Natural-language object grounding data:
_ _ _ _ _

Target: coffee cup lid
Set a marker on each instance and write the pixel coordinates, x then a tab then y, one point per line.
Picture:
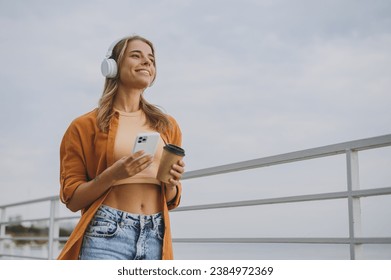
175	149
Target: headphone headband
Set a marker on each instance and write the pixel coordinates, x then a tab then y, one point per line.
109	67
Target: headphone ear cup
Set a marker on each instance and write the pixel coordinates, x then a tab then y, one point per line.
109	68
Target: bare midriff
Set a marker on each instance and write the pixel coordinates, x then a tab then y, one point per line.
137	198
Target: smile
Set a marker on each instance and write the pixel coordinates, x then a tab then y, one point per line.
144	71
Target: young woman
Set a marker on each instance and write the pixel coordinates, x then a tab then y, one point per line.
124	207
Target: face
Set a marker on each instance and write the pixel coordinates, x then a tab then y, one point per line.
137	69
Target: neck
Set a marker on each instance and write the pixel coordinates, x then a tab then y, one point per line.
128	100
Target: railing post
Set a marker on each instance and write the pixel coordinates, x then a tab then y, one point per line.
2	229
354	207
53	227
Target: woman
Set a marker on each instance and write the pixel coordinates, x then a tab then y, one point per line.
124	207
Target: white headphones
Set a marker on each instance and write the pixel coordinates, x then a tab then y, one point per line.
109	66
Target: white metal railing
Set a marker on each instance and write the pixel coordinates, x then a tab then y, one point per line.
353	194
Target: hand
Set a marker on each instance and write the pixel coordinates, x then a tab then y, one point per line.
130	165
176	171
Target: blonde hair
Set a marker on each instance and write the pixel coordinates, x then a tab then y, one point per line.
155	117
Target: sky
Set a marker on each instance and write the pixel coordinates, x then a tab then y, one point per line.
244	79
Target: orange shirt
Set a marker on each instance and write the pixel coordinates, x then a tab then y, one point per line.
86	152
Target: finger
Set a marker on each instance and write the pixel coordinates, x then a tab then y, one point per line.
178	168
173	182
181	163
176	175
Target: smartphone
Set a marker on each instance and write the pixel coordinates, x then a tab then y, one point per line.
146	141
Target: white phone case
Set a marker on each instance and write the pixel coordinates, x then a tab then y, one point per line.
146	141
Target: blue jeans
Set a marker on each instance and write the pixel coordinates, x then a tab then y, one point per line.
116	235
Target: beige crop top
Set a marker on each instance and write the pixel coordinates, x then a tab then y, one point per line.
130	124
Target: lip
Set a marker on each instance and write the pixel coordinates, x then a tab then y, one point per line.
145	71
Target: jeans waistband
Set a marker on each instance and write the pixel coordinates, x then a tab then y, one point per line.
119	215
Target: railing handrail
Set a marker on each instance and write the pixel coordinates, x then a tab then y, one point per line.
353	194
324	151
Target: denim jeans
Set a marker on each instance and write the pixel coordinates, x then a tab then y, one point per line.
116	235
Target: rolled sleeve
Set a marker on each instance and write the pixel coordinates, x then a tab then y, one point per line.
72	164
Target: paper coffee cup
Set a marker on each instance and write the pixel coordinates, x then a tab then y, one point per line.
170	156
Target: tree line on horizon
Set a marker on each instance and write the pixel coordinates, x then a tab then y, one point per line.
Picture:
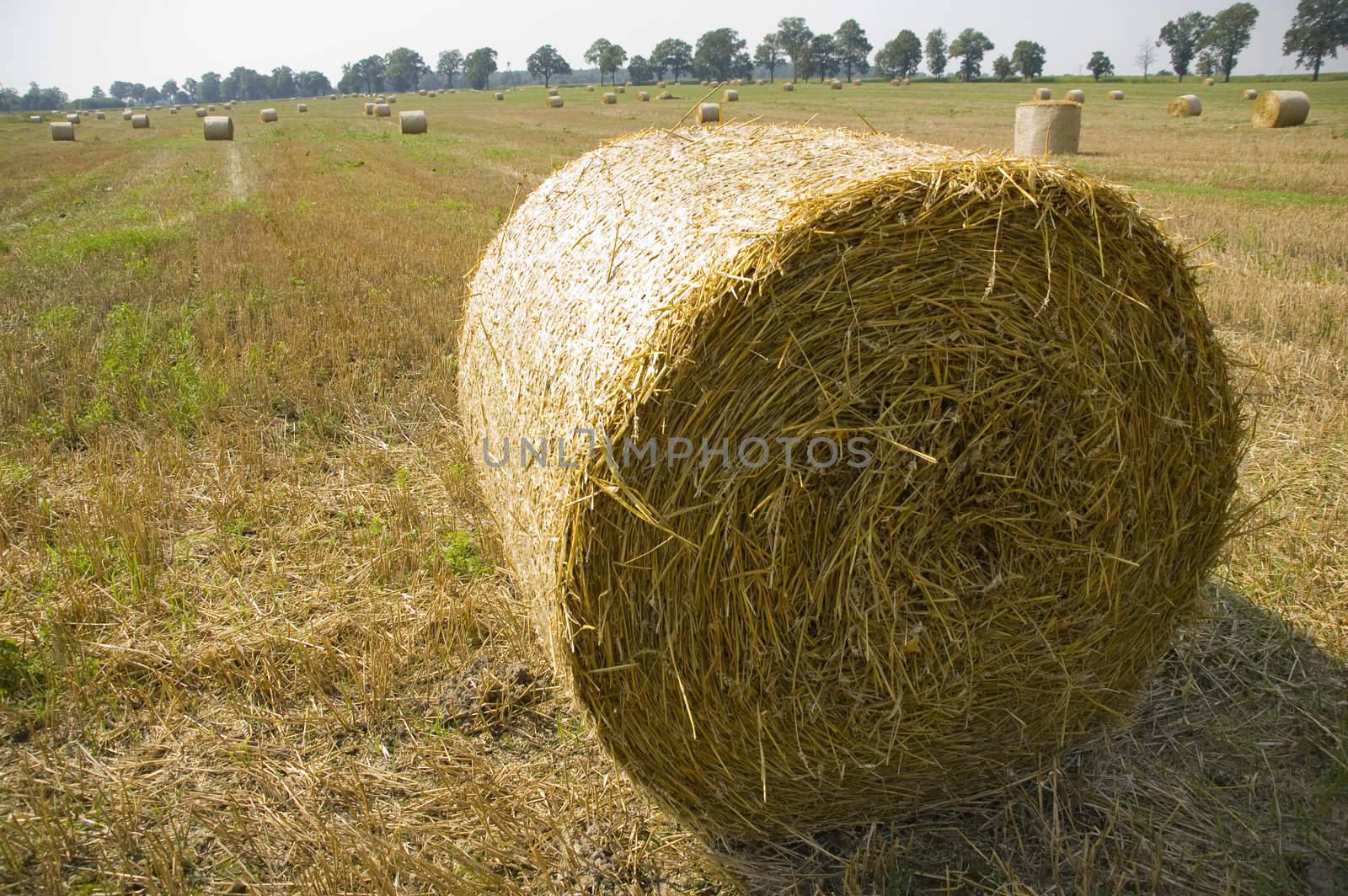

_ _ _ _ _

Among the records above, find the lines that contain "coffee" and copy every one.

* Answer to this exercise
Target: coffee cup lid
Target: paper coffee cup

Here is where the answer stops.